- Task prompt
Copy the listing below line for line, without any change, and leave the pictures out of your copy.
-- begin Extracted records --
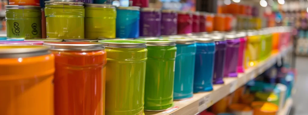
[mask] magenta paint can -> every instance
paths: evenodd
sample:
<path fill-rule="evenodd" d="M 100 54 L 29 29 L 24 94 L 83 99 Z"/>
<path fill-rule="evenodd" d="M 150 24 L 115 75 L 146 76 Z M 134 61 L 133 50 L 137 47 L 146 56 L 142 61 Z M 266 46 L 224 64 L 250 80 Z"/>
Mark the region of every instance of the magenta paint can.
<path fill-rule="evenodd" d="M 192 15 L 189 12 L 177 13 L 177 34 L 186 34 L 192 32 Z"/>
<path fill-rule="evenodd" d="M 224 76 L 225 77 L 237 76 L 237 67 L 240 39 L 234 34 L 229 33 L 225 36 L 227 41 Z"/>
<path fill-rule="evenodd" d="M 200 32 L 200 13 L 198 12 L 192 14 L 192 32 Z"/>
<path fill-rule="evenodd" d="M 162 35 L 174 35 L 177 33 L 177 13 L 173 10 L 161 11 L 161 32 Z"/>
<path fill-rule="evenodd" d="M 150 8 L 142 8 L 139 21 L 140 36 L 160 36 L 161 19 L 160 9 Z"/>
-- end Extracted records --
- Solved exercise
[mask] magenta paint can -> every instance
paths: evenodd
sample:
<path fill-rule="evenodd" d="M 100 54 L 29 29 L 24 94 L 83 99 Z"/>
<path fill-rule="evenodd" d="M 150 24 L 115 75 L 146 76 Z M 134 61 L 133 50 L 137 47 L 146 56 L 142 61 Z M 266 46 L 224 64 L 250 80 Z"/>
Mark the region of every instance of the magenta paint can.
<path fill-rule="evenodd" d="M 192 15 L 189 12 L 177 13 L 177 34 L 186 34 L 192 32 Z"/>
<path fill-rule="evenodd" d="M 224 76 L 225 77 L 237 76 L 237 67 L 240 39 L 234 34 L 229 33 L 225 36 L 227 41 Z"/>
<path fill-rule="evenodd" d="M 200 32 L 200 13 L 198 12 L 192 14 L 192 32 Z"/>
<path fill-rule="evenodd" d="M 162 35 L 174 35 L 177 33 L 177 13 L 173 10 L 161 11 L 161 32 Z"/>
<path fill-rule="evenodd" d="M 150 8 L 142 8 L 139 21 L 140 36 L 160 36 L 161 19 L 160 9 Z"/>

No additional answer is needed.